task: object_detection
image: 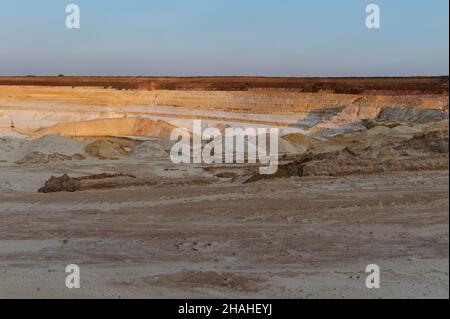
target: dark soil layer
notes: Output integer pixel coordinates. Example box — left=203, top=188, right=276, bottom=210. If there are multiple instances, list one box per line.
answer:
left=0, top=75, right=448, bottom=95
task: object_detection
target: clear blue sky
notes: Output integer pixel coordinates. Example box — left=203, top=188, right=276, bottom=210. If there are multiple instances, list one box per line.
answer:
left=0, top=0, right=449, bottom=76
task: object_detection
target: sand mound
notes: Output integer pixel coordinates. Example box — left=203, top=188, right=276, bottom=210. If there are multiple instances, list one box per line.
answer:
left=0, top=137, right=27, bottom=162
left=84, top=140, right=128, bottom=159
left=34, top=118, right=176, bottom=137
left=25, top=136, right=88, bottom=156
left=16, top=152, right=85, bottom=165
left=131, top=141, right=168, bottom=160
left=282, top=133, right=319, bottom=147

> STATED EXERCISE: Write out all the lines above again word for word, leaving out the picture.

> REPLY:
task: object_detection
image: 
target: dark soil layer
notes: Output integer pixel coordinates. Example box — left=203, top=188, right=276, bottom=210. If there are multiple instances, list one box per line.
answer:
left=0, top=75, right=448, bottom=95
task: object_detection
target: clear blue sky
notes: Output integer pixel coordinates. Example box — left=203, top=188, right=276, bottom=210. If there are multiple instances, list one box per line.
answer:
left=0, top=0, right=449, bottom=76
task: object_detection
target: sand mound
notes: Output integer pixel coordinates. Example box — left=203, top=188, right=276, bottom=210. If there are multiple instances, list one box per line.
answer:
left=0, top=137, right=27, bottom=162
left=84, top=140, right=128, bottom=159
left=34, top=118, right=176, bottom=137
left=25, top=136, right=88, bottom=156
left=16, top=152, right=85, bottom=165
left=131, top=141, right=168, bottom=160
left=282, top=133, right=319, bottom=147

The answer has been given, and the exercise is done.